:: Given entries ::
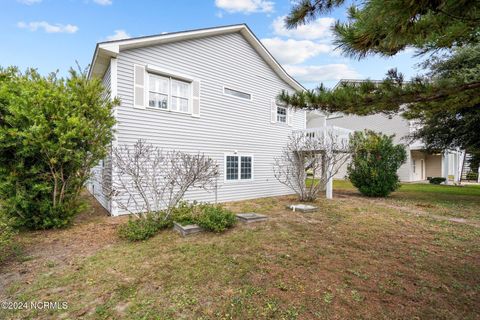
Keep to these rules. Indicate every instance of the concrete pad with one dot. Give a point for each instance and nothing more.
(186, 230)
(251, 217)
(303, 208)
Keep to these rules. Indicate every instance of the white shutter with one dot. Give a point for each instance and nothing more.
(290, 116)
(273, 111)
(139, 84)
(196, 98)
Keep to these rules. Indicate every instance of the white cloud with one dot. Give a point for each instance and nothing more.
(47, 27)
(29, 2)
(292, 51)
(118, 35)
(317, 74)
(245, 6)
(103, 2)
(318, 29)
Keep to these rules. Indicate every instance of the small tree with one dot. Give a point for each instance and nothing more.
(148, 179)
(52, 132)
(321, 154)
(374, 165)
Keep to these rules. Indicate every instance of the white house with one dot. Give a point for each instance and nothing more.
(420, 164)
(209, 90)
:::
#### Problem:
Copy out all of the data above word for word, without the picture.

#### Task output:
Keep to these rules. Indicate every instance of the concrete pad with one dot. Give a point for each instance and nothing more.
(186, 230)
(251, 217)
(303, 208)
Keep to these rules. Indicate every instance of the white shutter with one dot. Give a point for each instance and nothing more.
(290, 116)
(273, 111)
(139, 84)
(196, 98)
Keep to these rules. Indicate every instance of the white cloud with one dot. Give a point for each instance and nothing more.
(47, 27)
(29, 2)
(292, 51)
(118, 35)
(317, 74)
(245, 6)
(103, 2)
(318, 29)
Keep to these rules. Indicate every instance of the small tree with one dot. Give a point for each instance and nothing more.
(148, 179)
(52, 132)
(321, 154)
(374, 165)
Keep to these rules. Indicate every instance of the white house with one dot. Give a point for each instance and nothing more.
(420, 164)
(209, 90)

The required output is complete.